■ Aim of the task ■
In full and without alteration, repeat the material.

Entries from a pointing dataset:
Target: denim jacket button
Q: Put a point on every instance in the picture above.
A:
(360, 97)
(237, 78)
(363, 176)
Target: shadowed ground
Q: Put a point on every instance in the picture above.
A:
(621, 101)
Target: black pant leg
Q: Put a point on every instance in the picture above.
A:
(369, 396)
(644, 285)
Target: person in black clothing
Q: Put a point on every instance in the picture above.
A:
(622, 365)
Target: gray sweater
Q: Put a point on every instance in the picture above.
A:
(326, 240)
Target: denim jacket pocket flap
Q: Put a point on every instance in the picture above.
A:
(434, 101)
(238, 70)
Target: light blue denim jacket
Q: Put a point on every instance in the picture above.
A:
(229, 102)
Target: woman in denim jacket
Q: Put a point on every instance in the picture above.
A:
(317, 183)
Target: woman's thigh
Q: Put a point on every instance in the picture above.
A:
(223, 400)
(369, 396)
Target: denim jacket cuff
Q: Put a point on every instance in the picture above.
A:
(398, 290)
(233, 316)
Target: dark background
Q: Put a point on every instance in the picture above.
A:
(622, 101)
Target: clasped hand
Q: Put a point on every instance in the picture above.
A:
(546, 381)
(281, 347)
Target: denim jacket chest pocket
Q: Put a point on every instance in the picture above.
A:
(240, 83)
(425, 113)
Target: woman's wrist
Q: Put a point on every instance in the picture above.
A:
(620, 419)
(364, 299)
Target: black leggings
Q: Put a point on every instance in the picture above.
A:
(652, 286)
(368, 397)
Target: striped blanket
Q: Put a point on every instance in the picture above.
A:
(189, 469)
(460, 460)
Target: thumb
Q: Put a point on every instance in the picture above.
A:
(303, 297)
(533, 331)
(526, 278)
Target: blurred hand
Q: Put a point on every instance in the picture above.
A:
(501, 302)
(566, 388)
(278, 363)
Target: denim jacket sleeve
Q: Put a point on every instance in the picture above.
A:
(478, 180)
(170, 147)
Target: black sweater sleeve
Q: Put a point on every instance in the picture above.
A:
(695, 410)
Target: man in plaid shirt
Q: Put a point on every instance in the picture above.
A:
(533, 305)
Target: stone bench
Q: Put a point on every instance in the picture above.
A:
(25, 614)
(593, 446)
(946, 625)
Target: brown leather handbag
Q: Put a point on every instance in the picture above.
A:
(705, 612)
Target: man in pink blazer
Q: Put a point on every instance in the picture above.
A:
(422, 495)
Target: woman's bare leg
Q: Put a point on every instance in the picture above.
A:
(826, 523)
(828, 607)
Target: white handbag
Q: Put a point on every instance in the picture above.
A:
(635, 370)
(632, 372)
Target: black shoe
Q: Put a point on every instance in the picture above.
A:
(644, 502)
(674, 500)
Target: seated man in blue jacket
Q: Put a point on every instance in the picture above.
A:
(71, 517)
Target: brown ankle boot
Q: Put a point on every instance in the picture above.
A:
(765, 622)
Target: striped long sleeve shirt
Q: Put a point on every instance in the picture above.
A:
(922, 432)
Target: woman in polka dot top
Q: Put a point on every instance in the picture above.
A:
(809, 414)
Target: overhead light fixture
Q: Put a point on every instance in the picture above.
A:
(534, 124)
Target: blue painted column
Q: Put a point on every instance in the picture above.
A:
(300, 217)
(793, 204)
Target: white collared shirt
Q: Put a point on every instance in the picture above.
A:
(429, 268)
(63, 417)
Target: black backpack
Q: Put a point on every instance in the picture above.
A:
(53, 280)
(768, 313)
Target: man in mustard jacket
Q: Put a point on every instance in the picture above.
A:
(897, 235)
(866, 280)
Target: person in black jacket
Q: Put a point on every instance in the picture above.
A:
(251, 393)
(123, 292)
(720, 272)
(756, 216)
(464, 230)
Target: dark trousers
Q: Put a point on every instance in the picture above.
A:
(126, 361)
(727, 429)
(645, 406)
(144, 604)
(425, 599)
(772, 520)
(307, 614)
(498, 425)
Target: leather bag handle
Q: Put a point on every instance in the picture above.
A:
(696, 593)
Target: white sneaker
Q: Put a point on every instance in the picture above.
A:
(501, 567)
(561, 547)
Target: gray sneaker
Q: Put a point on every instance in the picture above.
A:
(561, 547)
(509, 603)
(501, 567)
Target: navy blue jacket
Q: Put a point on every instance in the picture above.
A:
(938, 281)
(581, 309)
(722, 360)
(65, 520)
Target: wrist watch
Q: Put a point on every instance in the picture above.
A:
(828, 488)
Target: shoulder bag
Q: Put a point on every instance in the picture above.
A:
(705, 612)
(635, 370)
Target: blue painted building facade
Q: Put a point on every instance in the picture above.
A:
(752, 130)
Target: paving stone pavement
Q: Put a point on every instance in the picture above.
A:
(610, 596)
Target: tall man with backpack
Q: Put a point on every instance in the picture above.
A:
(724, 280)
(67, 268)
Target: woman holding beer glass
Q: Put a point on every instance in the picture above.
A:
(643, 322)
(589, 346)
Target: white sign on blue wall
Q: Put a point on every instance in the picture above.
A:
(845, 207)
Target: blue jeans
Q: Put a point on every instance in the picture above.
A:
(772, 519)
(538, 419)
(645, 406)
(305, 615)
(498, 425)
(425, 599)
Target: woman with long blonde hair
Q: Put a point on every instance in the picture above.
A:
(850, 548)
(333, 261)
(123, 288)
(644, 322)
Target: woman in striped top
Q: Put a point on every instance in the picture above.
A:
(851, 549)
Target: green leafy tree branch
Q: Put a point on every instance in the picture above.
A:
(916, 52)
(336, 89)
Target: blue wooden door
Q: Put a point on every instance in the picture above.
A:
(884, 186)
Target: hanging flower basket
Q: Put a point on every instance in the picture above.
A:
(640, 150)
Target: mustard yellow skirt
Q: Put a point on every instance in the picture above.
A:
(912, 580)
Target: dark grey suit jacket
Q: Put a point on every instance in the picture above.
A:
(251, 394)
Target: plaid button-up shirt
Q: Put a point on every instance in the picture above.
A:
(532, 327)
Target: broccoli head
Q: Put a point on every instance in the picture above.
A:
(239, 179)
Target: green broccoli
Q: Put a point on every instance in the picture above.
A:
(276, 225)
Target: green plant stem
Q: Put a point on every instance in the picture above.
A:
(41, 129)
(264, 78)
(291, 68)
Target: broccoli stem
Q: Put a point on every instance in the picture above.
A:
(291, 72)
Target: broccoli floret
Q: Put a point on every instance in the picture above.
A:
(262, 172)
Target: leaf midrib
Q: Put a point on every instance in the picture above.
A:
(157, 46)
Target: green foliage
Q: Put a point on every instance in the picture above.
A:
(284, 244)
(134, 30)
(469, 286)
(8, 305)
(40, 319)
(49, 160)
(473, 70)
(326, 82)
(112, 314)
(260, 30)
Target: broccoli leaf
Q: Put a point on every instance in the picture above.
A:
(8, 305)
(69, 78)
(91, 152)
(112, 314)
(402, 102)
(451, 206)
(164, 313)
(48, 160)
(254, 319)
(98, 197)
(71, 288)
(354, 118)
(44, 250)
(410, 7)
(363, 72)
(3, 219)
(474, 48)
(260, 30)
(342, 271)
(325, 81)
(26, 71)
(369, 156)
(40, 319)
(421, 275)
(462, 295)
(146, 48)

■ Complete output ■
Target: denim jacket button
Q: Put a point on every instance in the picture above.
A:
(360, 97)
(237, 78)
(363, 176)
Target: shadowed ground
Q: Put a point on every instance in the picture above.
A:
(621, 101)
Target: black pant leg
Q: Put a point on every instance in the picture above.
A:
(369, 396)
(644, 285)
Target: person in black clothing
Q: Put a point on every instance in the picture above.
A:
(622, 365)
Target: gray sweater
Q: Put a point on every instance in the picture above.
A:
(326, 240)
Target: denim jacket pocket flap
Q: Put a point on every instance in the picture above.
A:
(434, 101)
(238, 70)
Target: light blue denim jacket
Q: Put a point on every instance in the picture above.
A:
(229, 102)
Target: woman in denim jacket
Q: Put a point on every instance in the picture above.
A:
(317, 183)
Target: woman's thigh
Q: Put a point on every instance in the picture above.
A:
(223, 400)
(369, 396)
Target: denim jacket cuff
Q: Put a point on every instance in the picture above.
A:
(398, 290)
(233, 316)
Target: dark background
Q: Put a point on every instance in the picture above.
A:
(622, 101)
Target: clasped hand
Q: Put a point on every instance in the picture above.
A:
(546, 381)
(281, 347)
Target: denim jacket chest pocket
Q: Put a point on every instance in the picture above.
A:
(240, 83)
(425, 113)
Target: woman's wrist
Q: Put a point on every instance in the picture above.
A:
(620, 419)
(364, 299)
Target: black leggings
Q: Put a point on every instance in the picture above.
A:
(652, 286)
(368, 397)
Target: striped blanket
Q: Put a point on every instance in the picture above.
A:
(189, 469)
(460, 460)
Target: thumb
Q: Put a point on every instance in the picture above.
A:
(303, 297)
(533, 331)
(526, 278)
Target: blurred hand
Q: Put a point on every instance in the picture above.
A:
(501, 302)
(566, 388)
(278, 363)
Target: denim jacket sleeve
Q: Put a point on every instance in the picture above.
A:
(478, 180)
(170, 147)
Target: black sweater sleeve
Q: Put a point on every instance in the picture above.
A:
(695, 410)
Target: man in plaid shirt
Q: Put a point on every instance in the picture above.
A:
(533, 305)
Target: stone bench
Q: Put a point on every instance in the picture above.
A:
(25, 614)
(593, 446)
(946, 625)
Target: brown leather handbag
Q: Put a point on every instance in the picture above.
A:
(705, 612)
Target: man in pink blazer
Q: Put a point on every instance in the picture above.
A:
(422, 495)
Target: woman's bare leg
Q: Put a point on every instance in the picture above.
A:
(826, 523)
(828, 607)
Target: white handbag
Q: Put a point on every instance in the picture above.
A:
(635, 370)
(632, 372)
Target: black shoe
Q: Put a point on every instance in the picture above.
A:
(644, 502)
(674, 500)
Target: seated man in blue jacket
Q: Put a point on every instance in the picture above.
A:
(71, 517)
Target: brown ankle boot
Q: Put a point on every instance in the picture above.
A:
(765, 622)
Target: striped long sleeve shirt
Q: Put a point on every instance in the picture above.
A:
(922, 432)
Target: woman in polka dot top
Q: Put a point on every instance in the picture above.
A:
(809, 414)
Target: overhead light fixture
Q: Put a point on every instance in the picture above.
A:
(534, 124)
Target: blue painted column
Q: Put a point on every instance in the picture above.
A:
(300, 217)
(793, 204)
Target: white collared shirt
Q: Put a point on every instance in the picture above.
A:
(429, 268)
(63, 417)
Target: black backpack
Q: Put a point on every instance in the picture above.
A:
(53, 280)
(768, 313)
Target: man in mustard jacket
Q: Put a point on every instance in the picture above.
A:
(897, 235)
(866, 280)
Target: person in black jacket
Q: Put a point on every instance in the picture above.
A:
(251, 393)
(123, 292)
(720, 272)
(756, 216)
(464, 230)
Target: dark trousers
Q: Put a point on every instance in the picture above.
A:
(126, 361)
(727, 429)
(645, 406)
(144, 604)
(425, 599)
(772, 520)
(307, 614)
(498, 425)
Target: leather bag handle
Q: Put a point on every instance in the picture above.
A:
(696, 593)
Target: white sneaker
Q: Put a point on every instance in the picture above.
A:
(501, 567)
(561, 547)
Target: gray sneaker
Q: Put a point on every instance in the picture above.
A:
(561, 547)
(509, 603)
(501, 567)
Target: navy blue jacket
Q: Put a point on every instance in the picture above.
A:
(938, 281)
(581, 309)
(722, 360)
(65, 520)
Target: wrist watch
Q: Put a point on every instance in the picture above.
A:
(828, 488)
Target: shoulder bag
Q: Put a point on every instance in the picture above.
A:
(705, 612)
(635, 370)
Target: blue painted building facade
Q: Put a point on every instance in the picture above.
A:
(752, 130)
Target: paving stone pavement
Q: Put a point on every instance in the picture above.
A:
(610, 596)
Target: tall man with backpack
Q: Put a point on every instance in the picture above.
A:
(724, 280)
(67, 268)
Target: woman holding beer glass
Q: Put a point on every instance in the picture above.
A:
(643, 322)
(589, 346)
Target: white sign on blue wall
Q: Put a point on every instance in the picture above.
A:
(845, 207)
Target: blue jeans
Q: Put a point on every instance in the picture above.
A:
(772, 519)
(538, 419)
(645, 406)
(305, 615)
(498, 425)
(425, 599)
Target: woman with long blonde hair
Q: Put a point on every instance in the picture above.
A:
(850, 548)
(333, 261)
(123, 288)
(644, 322)
Target: woman in striped top
Q: Put a point on every instance in the picture above.
A:
(851, 549)
Target: green leafy tree branch
Q: Put a point on every instance in the picture above.
A:
(916, 52)
(336, 89)
Target: blue wooden door
Q: Put a point on every instance in the picture above.
A:
(884, 186)
Target: hanging flower basket
Q: Put a point on every instance in the picture above.
A:
(640, 150)
Target: mustard yellow skirt
Q: Put a point on every instance in the picture above.
A:
(912, 580)
Target: dark grey suit jacket
Q: Put a point on every instance in the picture above.
A:
(251, 394)
Target: plaid button-up shirt
Q: Put a point on every instance in the picture above.
A:
(532, 327)
Target: broccoli head
Q: Put a point on every instance in the picture above.
A:
(239, 179)
Target: green broccoli
Q: Put a point on every instance in the picture above.
A:
(276, 225)
Target: green plant stem
Q: Put a point on every instance in the picture above.
A:
(41, 129)
(264, 78)
(291, 68)
Target: broccoli stem
Q: Put a point on every instance in the picture above.
A:
(291, 72)
Target: broccoli floret
Q: Put a point on every instance in the picture above.
A:
(262, 172)
Target: leaf midrib
Q: Put a point on every instance in the picture above.
A:
(157, 46)
Target: green foliage
Q: Put a point on every instance in the picture above.
A:
(284, 244)
(134, 30)
(469, 286)
(8, 305)
(40, 319)
(49, 160)
(473, 70)
(326, 82)
(112, 314)
(260, 30)
Target: broccoli leaf
Q: Put a point on every instance in the picture above.
A:
(8, 305)
(69, 78)
(91, 152)
(112, 314)
(402, 102)
(451, 206)
(164, 313)
(48, 160)
(254, 319)
(98, 197)
(71, 288)
(354, 118)
(44, 250)
(410, 7)
(363, 72)
(3, 219)
(474, 48)
(260, 30)
(342, 271)
(325, 81)
(26, 71)
(369, 156)
(40, 319)
(421, 275)
(462, 295)
(146, 48)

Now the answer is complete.